Document extract Start Marker

This year I have continued in my role as UHS Lead Healthcare Scientist, where I represent the hundreds of healthcare scientists within my Trust. This additional role is really enjoyable, as it enables me to work outside of my own department, collaborating with colleagues working in a wide variety of specialties, which are often completely different to my own. Within this role, I am able to provide support and encouragement, share information and resources, and lobby at a more strategic level to enable our voices to be heard at organisational level. As part of this role I have participated in careers events and the annual Trust open day, and I run an annual education meeting for healthcare scientists. I have been Lead Healthcare Scientist for just two years, but already can see positive changes happening, and this is incredibly rewarding.”
Social media – increasing recognition of biomedical science one tweet at a time
“As a result of my activity on Twitter, I have set up organisational accounts for healthcare scientists andpPathology and I most recently collaborated with biomedical scientists from around the UK to set up @WeBMScientists. This account has further increased our presence and recognition, but also provides a supportive forum where biomedical scientists can get together to share knowledge, debate key issues and ask for advice, which often appears within minutes. It’s wonderful to see how these platforms are bringing professionals together, so much so that I have also started to give talks on the professional use of social media this year!
In the last year, I also received media training from the IBMS, which was a fantastic opportunity where I learned a great deal about myself, but also gained some of those wider skills required to speak on behalf of peers and the profession – which I have done increasingly this year. This has included giving interviews to The Guardian newspaper, writing blogs and articles for numerous professional publications and websites, making a promotional video with Cancer Research UK as part of their ‘Shoulder to Shoulder’ campaign, and working with the IBMS to create the histopathology sample journey animation.”

Document extract End Marker

> _What is expected_
Copy the passage on promoting healthcare science from "Social media –" to "media this year!", changing "supportive forum" to "welcoming space".

Provided material Start Marker

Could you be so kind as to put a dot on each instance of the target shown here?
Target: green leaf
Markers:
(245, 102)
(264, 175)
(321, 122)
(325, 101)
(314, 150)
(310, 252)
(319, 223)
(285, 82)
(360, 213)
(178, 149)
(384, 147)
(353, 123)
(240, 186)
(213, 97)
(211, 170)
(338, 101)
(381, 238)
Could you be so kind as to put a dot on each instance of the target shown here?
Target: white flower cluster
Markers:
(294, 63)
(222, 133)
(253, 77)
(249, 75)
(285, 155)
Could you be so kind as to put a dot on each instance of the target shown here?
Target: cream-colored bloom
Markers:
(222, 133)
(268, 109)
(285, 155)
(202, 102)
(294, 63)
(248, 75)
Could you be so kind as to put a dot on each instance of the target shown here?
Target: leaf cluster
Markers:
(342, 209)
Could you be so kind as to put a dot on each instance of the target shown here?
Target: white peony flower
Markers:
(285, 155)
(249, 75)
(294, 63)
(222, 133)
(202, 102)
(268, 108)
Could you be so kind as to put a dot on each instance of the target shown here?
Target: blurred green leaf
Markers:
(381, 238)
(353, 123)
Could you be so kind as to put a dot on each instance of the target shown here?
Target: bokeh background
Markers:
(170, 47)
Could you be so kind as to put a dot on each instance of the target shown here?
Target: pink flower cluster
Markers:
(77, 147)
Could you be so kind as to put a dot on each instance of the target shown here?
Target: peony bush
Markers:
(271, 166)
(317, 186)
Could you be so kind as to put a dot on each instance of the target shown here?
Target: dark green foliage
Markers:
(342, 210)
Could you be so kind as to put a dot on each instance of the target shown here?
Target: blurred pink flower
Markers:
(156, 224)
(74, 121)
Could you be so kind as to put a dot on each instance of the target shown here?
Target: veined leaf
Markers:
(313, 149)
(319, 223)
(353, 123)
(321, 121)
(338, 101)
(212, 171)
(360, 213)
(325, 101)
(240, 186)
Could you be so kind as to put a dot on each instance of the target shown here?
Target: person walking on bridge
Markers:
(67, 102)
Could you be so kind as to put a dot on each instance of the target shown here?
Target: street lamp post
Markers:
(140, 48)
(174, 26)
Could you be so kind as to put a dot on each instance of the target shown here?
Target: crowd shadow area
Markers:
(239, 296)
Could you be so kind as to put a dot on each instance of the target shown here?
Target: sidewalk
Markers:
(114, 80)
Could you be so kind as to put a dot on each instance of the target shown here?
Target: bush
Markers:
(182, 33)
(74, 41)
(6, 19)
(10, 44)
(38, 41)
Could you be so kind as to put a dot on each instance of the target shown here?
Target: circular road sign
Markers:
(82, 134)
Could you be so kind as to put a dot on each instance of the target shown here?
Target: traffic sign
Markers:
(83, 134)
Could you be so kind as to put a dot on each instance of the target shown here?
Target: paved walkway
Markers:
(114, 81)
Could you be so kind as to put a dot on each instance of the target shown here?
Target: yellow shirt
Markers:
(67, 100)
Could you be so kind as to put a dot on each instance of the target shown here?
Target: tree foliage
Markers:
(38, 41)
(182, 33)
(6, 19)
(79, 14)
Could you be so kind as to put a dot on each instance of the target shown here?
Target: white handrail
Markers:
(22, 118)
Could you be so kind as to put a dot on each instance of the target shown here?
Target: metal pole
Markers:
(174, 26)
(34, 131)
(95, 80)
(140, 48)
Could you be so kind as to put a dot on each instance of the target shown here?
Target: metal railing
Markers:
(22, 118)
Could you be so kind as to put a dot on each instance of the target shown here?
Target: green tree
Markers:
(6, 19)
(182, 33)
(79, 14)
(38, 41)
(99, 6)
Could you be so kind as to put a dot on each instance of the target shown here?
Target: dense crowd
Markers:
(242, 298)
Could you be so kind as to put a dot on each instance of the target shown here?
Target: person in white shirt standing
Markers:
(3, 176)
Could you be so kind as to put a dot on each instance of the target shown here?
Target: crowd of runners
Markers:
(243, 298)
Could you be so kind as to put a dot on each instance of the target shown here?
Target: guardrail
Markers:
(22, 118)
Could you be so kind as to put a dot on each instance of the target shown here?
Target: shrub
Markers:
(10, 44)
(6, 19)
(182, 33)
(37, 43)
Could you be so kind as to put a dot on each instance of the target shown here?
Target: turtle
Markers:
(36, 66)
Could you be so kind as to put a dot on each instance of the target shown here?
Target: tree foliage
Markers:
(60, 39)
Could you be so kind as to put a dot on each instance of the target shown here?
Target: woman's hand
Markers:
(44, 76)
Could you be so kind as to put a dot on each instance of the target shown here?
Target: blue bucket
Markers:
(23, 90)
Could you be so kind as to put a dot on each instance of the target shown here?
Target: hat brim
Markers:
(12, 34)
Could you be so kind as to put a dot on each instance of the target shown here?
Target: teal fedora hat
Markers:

Provided material End Marker

> _Solution_
Social media – increasing recognition of biomedical science one tweet at a time
“As a result of my activity on Twitter, I have set up organisational accounts for healthcare scientists andpPathology and I most recently collaborated with biomedical scientists from around the UK to set up @WeBMScientists. This account has further increased our presence and recognition, but also provides a welcoming space where biomedical scientists can get together to share knowledge, debate key issues and ask for advice, which often appears within minutes. It’s wonderful to see how these platforms are bringing professionals together, so much so that I have also started to give talks on the professional use of social media this year!